SOURCE PASSAGE:
The ancient ancestor of every chatbot retrieval model
A 2016 TensorFlow implementation that turned two LSTMs into a conversation-matching engine for Ubuntu support chats.

What it does
This repo trains a neural network to pick the best response from a fixed set of candidates rather than generating text from scratch. Feed it a conversation context and a pool of possible replies; it ranks them by how well they match. The training data is the Ubuntu Dialog Corpus, so the domain is strictly tech support chatter.
The interesting bit
The “dual encoder” architecture is the hook: one LSTM processes the conversation history, another processes the candidate response, and the model learns to push matching pairs together in vector space. It is the same retrieval-based idea that still powers many production chatbots, just with 2016-era TensorFlow and far fewer layers.
Key highlights
- Implements the Dual LSTM Encoder from the Lowe et al. Ubuntu Dialogue Corpus paper
- Pure retrieval: no text generation, so replies are always coherent (if limited to the candidate pool)

Recorded data:
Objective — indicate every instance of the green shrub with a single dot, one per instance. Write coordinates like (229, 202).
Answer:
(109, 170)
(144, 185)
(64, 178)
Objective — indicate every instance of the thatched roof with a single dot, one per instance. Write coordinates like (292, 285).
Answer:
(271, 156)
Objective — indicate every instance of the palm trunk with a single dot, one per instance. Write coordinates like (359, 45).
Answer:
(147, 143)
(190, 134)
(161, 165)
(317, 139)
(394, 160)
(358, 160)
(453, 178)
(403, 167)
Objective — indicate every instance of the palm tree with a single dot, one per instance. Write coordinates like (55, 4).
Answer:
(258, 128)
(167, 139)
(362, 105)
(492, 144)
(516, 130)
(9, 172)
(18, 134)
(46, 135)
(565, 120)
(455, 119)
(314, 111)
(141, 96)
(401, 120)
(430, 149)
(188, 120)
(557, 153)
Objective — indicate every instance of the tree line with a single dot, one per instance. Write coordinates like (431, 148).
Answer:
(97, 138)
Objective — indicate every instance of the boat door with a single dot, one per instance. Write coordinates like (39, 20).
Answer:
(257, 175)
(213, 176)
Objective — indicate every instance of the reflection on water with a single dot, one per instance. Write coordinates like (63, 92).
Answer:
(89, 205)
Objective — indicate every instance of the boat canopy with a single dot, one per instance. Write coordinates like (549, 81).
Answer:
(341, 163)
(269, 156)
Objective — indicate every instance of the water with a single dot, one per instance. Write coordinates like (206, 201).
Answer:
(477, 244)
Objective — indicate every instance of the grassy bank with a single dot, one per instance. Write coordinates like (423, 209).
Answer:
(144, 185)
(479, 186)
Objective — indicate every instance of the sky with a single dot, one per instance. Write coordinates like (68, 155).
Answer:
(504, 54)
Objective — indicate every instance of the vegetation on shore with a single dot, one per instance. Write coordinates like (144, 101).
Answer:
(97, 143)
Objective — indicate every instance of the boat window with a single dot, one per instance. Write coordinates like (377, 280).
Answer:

REQUIRED ACTION A: According to the page on the dual LSTM encoder, why are the model's replies always coherent? Answer in one to three sentences.
REQUIRED ACTION B: Resume the page on the dual LSTM encoder, starting after its last line.
The items have nothing to do with what is asked here.

FINAL ANSWER A: The model does pure retrieval. It never generates text and only picks a reply from a fixed pool of candidates. That keeps its replies coherent, but it is limited to what the pool holds.

FINAL ANSWER B:
- Ships with train / test / predict scripts and a companion blog post explaining the mechanics
- Requires TensorFlow >= 0.9, which dates it firmly to the TF 1.x era
- Data lives on Google Drive, not in the repo itself
Caveats
- The README has a duplicate “Evaluation” header and a typo (“acrhive”), suggesting maintenance stopped long ago
- TensorFlow 0.9 is archaeological at this point; expect dependency archaeology to get it running
Verdict
Worth a look if you are studying how retrieval-based chatbots evolved or need a clean, simple baseline to beat. Skip it if you want something production-ready or modern; the field has moved to transformers and dense passage retrieval.